__Your task__. Your output should be the line that contains "of the handbag" and all lines after it in the records, retyped exactly through the last one.
(Given data)
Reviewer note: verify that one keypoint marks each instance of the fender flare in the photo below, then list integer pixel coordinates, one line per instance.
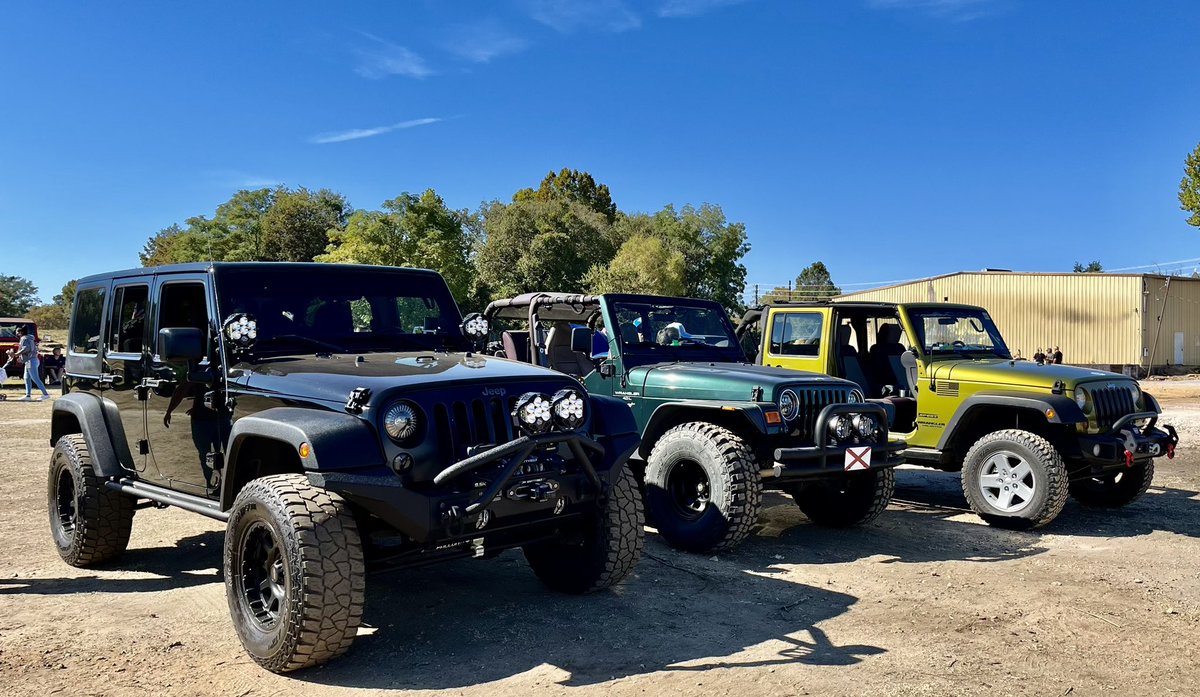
(336, 442)
(88, 410)
(751, 413)
(1066, 410)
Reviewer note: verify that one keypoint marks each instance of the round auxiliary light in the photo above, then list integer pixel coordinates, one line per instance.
(568, 408)
(241, 330)
(840, 426)
(474, 325)
(1081, 398)
(400, 421)
(533, 413)
(865, 425)
(789, 404)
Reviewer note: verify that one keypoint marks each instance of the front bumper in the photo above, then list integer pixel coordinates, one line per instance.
(1126, 444)
(505, 496)
(829, 457)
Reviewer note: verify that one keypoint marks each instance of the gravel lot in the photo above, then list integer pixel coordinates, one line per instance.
(924, 601)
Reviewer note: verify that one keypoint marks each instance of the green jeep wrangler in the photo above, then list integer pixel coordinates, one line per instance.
(715, 430)
(1024, 436)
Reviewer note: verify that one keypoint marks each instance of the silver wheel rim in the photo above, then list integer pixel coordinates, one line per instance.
(1007, 482)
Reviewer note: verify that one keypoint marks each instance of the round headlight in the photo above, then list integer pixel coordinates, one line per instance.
(839, 426)
(568, 408)
(400, 421)
(1081, 398)
(865, 425)
(533, 413)
(789, 404)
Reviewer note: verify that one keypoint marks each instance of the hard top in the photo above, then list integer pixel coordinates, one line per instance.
(205, 266)
(573, 306)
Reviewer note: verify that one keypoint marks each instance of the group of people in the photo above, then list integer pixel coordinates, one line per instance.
(27, 353)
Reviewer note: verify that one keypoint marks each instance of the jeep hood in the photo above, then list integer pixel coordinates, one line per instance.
(732, 382)
(333, 378)
(1018, 373)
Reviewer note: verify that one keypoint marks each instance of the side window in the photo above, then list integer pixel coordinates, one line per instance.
(183, 305)
(126, 326)
(89, 305)
(797, 334)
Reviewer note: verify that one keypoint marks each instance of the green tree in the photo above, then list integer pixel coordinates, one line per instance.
(1189, 187)
(17, 295)
(541, 245)
(643, 264)
(712, 247)
(412, 230)
(297, 226)
(573, 185)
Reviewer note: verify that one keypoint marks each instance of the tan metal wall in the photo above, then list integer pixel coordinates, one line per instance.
(1180, 308)
(1095, 318)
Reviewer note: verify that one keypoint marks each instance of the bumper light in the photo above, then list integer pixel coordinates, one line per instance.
(569, 408)
(533, 413)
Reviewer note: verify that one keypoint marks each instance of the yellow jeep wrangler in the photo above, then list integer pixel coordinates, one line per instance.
(1024, 436)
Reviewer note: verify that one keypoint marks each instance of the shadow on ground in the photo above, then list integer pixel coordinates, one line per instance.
(469, 623)
(193, 560)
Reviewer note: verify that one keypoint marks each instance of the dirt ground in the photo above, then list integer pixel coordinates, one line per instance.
(924, 601)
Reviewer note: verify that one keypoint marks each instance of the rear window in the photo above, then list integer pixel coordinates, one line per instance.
(89, 306)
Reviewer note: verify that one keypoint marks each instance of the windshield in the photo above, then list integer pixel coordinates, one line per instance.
(676, 331)
(329, 308)
(958, 331)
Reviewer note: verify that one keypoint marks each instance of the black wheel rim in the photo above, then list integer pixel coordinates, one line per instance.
(264, 576)
(689, 490)
(66, 506)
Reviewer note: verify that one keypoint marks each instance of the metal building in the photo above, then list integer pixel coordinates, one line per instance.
(1121, 322)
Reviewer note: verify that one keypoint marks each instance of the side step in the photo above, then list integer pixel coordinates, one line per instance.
(172, 498)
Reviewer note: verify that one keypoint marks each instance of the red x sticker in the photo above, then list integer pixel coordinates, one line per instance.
(858, 458)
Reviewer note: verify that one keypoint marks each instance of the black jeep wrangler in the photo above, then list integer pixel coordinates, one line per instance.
(334, 418)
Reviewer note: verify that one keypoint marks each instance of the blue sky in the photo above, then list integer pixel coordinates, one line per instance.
(889, 138)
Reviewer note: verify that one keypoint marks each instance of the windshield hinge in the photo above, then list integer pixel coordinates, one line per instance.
(358, 400)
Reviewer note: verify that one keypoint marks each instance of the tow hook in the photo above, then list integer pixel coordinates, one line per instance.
(539, 491)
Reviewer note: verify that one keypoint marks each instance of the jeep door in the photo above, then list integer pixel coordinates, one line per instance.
(186, 433)
(124, 366)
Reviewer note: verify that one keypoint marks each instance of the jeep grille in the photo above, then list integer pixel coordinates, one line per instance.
(813, 401)
(481, 421)
(1111, 403)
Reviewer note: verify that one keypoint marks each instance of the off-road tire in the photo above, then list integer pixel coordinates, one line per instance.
(604, 554)
(91, 523)
(1115, 490)
(321, 564)
(845, 500)
(735, 488)
(1049, 476)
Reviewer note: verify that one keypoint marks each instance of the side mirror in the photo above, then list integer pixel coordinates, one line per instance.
(180, 343)
(581, 340)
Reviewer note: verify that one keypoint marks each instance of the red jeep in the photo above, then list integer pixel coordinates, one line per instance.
(9, 340)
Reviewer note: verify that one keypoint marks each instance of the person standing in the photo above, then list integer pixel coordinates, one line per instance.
(28, 352)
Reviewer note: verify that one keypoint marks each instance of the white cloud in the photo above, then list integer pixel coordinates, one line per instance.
(357, 133)
(952, 10)
(673, 8)
(483, 41)
(568, 16)
(381, 59)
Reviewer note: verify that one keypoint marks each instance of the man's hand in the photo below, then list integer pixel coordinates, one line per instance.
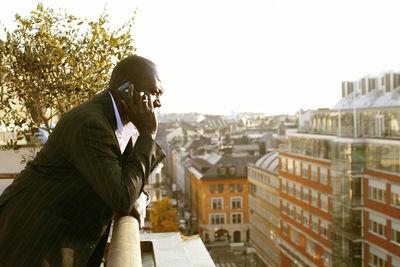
(140, 111)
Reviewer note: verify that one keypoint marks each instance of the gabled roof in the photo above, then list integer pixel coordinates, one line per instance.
(240, 163)
(270, 161)
(374, 99)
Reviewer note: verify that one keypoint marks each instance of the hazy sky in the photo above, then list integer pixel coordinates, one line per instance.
(271, 56)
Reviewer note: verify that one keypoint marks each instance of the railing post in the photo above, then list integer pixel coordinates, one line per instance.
(125, 244)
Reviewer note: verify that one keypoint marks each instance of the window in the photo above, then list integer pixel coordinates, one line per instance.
(217, 218)
(310, 248)
(395, 195)
(284, 207)
(212, 188)
(290, 188)
(217, 203)
(290, 166)
(324, 202)
(305, 170)
(291, 213)
(324, 229)
(239, 187)
(314, 173)
(283, 164)
(298, 214)
(327, 258)
(236, 202)
(236, 218)
(220, 188)
(305, 194)
(395, 233)
(395, 199)
(376, 190)
(323, 175)
(294, 236)
(306, 218)
(222, 170)
(252, 189)
(314, 198)
(284, 186)
(297, 168)
(376, 261)
(231, 188)
(377, 225)
(284, 228)
(298, 191)
(314, 224)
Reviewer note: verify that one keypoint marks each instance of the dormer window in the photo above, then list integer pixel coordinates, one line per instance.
(222, 170)
(232, 170)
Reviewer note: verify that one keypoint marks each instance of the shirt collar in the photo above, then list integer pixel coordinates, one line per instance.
(120, 127)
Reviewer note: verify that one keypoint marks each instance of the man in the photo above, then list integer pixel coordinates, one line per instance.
(58, 211)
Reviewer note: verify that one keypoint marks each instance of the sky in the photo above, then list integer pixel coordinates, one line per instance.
(231, 56)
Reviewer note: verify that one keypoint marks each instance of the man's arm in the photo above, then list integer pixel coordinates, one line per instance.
(96, 159)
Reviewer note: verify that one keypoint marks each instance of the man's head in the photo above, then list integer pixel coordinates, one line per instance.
(142, 73)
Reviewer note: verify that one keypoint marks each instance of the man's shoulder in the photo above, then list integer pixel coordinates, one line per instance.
(87, 112)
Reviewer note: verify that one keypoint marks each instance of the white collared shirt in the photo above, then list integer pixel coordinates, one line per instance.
(123, 133)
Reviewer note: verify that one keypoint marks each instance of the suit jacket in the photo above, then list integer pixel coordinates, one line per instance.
(60, 206)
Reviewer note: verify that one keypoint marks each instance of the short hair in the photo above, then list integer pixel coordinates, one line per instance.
(133, 69)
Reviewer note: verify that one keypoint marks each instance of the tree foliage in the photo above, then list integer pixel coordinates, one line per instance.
(163, 216)
(52, 62)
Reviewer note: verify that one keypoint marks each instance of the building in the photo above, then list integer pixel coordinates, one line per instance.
(340, 179)
(220, 198)
(264, 212)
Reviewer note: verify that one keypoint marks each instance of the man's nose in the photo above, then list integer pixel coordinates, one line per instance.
(157, 103)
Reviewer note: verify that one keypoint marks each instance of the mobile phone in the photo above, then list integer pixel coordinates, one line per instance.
(125, 91)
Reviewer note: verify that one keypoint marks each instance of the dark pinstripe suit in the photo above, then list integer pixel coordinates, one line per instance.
(57, 211)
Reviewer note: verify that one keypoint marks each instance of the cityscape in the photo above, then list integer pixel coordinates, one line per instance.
(315, 188)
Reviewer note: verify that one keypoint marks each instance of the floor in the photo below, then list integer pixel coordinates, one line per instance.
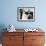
(44, 44)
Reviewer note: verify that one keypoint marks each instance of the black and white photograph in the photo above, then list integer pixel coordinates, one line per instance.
(26, 14)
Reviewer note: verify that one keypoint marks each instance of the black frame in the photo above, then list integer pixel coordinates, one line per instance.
(29, 20)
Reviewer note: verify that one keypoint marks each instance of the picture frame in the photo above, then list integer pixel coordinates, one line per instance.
(26, 14)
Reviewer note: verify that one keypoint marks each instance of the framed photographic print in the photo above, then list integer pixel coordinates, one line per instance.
(26, 14)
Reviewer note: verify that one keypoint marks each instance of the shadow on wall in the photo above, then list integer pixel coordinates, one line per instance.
(2, 26)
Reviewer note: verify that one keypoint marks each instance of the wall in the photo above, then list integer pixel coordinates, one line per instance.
(8, 13)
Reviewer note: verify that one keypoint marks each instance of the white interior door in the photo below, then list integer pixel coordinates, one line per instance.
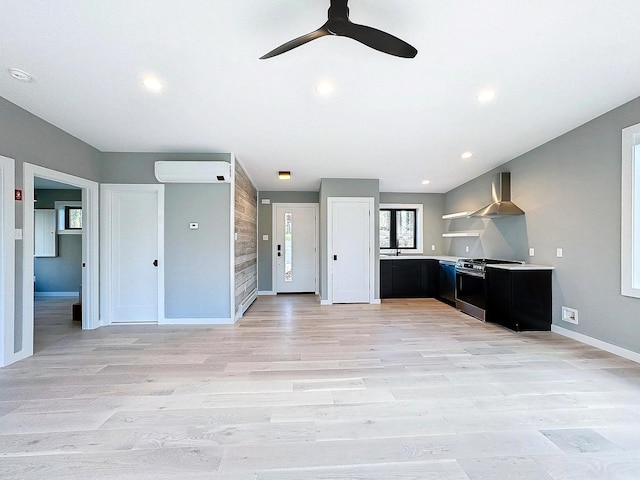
(350, 250)
(7, 260)
(132, 250)
(295, 247)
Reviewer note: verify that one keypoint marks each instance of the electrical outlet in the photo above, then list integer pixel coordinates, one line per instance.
(570, 315)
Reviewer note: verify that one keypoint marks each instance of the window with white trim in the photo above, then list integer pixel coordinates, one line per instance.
(630, 257)
(69, 217)
(401, 228)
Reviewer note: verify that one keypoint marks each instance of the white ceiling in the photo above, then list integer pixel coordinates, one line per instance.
(555, 64)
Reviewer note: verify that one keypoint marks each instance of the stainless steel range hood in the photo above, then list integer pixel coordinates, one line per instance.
(501, 193)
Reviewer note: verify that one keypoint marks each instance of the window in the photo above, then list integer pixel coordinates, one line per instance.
(401, 227)
(631, 211)
(73, 218)
(69, 217)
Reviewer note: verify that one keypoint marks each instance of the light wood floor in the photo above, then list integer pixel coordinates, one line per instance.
(403, 390)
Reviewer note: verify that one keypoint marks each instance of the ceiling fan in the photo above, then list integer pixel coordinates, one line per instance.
(339, 24)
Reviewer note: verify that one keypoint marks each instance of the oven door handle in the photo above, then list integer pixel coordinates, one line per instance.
(471, 274)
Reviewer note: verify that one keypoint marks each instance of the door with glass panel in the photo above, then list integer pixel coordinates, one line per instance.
(295, 248)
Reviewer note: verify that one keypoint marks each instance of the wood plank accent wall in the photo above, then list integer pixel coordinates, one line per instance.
(246, 258)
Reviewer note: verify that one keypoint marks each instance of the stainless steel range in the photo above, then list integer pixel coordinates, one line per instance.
(471, 287)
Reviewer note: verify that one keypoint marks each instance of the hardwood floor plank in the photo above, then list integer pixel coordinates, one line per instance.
(408, 389)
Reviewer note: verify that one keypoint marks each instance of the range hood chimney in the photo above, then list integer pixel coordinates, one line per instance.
(501, 193)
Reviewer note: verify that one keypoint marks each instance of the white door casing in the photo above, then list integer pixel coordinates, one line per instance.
(295, 248)
(7, 260)
(90, 253)
(132, 253)
(350, 256)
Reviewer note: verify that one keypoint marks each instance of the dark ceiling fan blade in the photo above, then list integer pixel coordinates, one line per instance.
(296, 42)
(379, 40)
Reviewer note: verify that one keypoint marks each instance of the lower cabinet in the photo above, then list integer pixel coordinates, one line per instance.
(410, 278)
(519, 299)
(447, 283)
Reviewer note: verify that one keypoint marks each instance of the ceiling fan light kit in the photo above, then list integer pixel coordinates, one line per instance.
(339, 25)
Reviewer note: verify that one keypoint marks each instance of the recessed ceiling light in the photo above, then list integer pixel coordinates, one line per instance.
(324, 88)
(152, 84)
(486, 96)
(20, 75)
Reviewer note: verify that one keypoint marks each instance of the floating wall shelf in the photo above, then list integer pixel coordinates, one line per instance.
(451, 216)
(460, 234)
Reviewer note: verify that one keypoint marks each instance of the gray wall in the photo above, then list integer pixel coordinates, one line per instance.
(197, 263)
(347, 187)
(570, 191)
(265, 227)
(27, 138)
(433, 208)
(64, 272)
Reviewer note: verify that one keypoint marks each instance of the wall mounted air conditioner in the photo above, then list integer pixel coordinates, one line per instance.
(193, 172)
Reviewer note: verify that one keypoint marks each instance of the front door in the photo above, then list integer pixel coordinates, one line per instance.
(295, 247)
(350, 250)
(131, 253)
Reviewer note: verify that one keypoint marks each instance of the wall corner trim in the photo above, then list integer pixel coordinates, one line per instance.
(594, 342)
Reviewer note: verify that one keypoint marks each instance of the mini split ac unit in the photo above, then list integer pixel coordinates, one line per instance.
(193, 172)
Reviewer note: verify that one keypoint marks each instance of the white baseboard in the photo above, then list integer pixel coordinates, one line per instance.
(196, 321)
(245, 304)
(375, 301)
(594, 342)
(55, 294)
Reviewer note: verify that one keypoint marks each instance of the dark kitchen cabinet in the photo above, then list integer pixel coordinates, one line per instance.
(409, 278)
(519, 299)
(447, 282)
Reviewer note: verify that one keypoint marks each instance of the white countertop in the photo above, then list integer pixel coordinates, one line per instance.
(448, 258)
(520, 266)
(419, 257)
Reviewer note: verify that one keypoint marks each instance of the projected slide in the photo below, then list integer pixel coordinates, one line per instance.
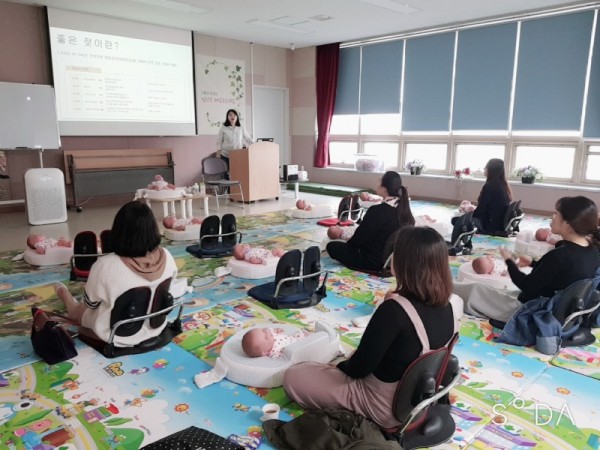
(117, 78)
(121, 78)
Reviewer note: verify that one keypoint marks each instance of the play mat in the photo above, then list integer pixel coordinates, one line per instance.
(509, 397)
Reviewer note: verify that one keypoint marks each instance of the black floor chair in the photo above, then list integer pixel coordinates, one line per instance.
(461, 242)
(130, 312)
(217, 237)
(421, 403)
(576, 310)
(86, 252)
(512, 219)
(290, 289)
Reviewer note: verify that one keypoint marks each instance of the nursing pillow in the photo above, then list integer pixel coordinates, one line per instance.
(466, 273)
(53, 256)
(315, 212)
(244, 269)
(267, 372)
(153, 194)
(528, 245)
(191, 233)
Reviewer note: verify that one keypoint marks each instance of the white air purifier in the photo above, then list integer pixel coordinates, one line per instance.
(45, 195)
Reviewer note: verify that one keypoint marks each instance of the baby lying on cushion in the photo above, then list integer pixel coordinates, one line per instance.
(255, 255)
(269, 341)
(41, 243)
(488, 265)
(180, 224)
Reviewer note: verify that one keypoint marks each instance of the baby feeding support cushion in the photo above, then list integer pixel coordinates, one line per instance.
(315, 212)
(320, 346)
(53, 256)
(191, 233)
(244, 269)
(467, 274)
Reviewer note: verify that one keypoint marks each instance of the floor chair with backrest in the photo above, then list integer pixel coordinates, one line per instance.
(462, 235)
(290, 289)
(86, 252)
(134, 309)
(421, 403)
(218, 237)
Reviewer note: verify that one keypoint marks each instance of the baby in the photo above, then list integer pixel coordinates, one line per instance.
(159, 184)
(423, 220)
(546, 235)
(180, 224)
(343, 233)
(466, 206)
(303, 204)
(368, 197)
(255, 255)
(41, 243)
(488, 265)
(268, 341)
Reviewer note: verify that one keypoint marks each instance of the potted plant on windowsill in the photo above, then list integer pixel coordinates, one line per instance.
(528, 174)
(415, 167)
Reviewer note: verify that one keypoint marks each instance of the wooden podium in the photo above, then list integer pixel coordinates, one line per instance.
(257, 169)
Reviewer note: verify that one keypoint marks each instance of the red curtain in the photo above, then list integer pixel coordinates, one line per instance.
(328, 57)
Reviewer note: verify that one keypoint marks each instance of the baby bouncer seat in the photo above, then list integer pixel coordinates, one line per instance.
(290, 289)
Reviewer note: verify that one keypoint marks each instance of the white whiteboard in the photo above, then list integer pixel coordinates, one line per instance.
(28, 117)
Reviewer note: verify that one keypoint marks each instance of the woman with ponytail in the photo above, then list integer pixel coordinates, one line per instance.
(575, 258)
(364, 250)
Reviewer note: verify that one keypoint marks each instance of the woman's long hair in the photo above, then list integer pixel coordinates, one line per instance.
(392, 182)
(497, 175)
(581, 214)
(237, 118)
(420, 264)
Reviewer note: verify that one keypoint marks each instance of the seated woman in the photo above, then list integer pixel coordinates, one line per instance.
(364, 250)
(367, 381)
(138, 260)
(577, 258)
(268, 341)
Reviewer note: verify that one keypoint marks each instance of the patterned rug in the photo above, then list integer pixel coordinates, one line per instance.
(509, 397)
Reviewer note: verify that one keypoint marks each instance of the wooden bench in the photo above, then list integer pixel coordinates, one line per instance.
(95, 173)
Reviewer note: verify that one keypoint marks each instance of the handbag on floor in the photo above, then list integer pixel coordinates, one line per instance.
(50, 337)
(193, 438)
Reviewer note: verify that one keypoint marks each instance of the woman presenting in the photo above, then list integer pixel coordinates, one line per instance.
(232, 136)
(End Given data)
__Exercise response__.
Reviewer note: verify that one keypoint marks each instance of the handbag on floor in the photo above, then list integer pixel coordinates, one line per instance.
(50, 337)
(193, 438)
Reviewer note: verify that one keypoint marks each instance of the woman presenting in the photo above, then list integer pixel coordinates, one line per instance.
(232, 136)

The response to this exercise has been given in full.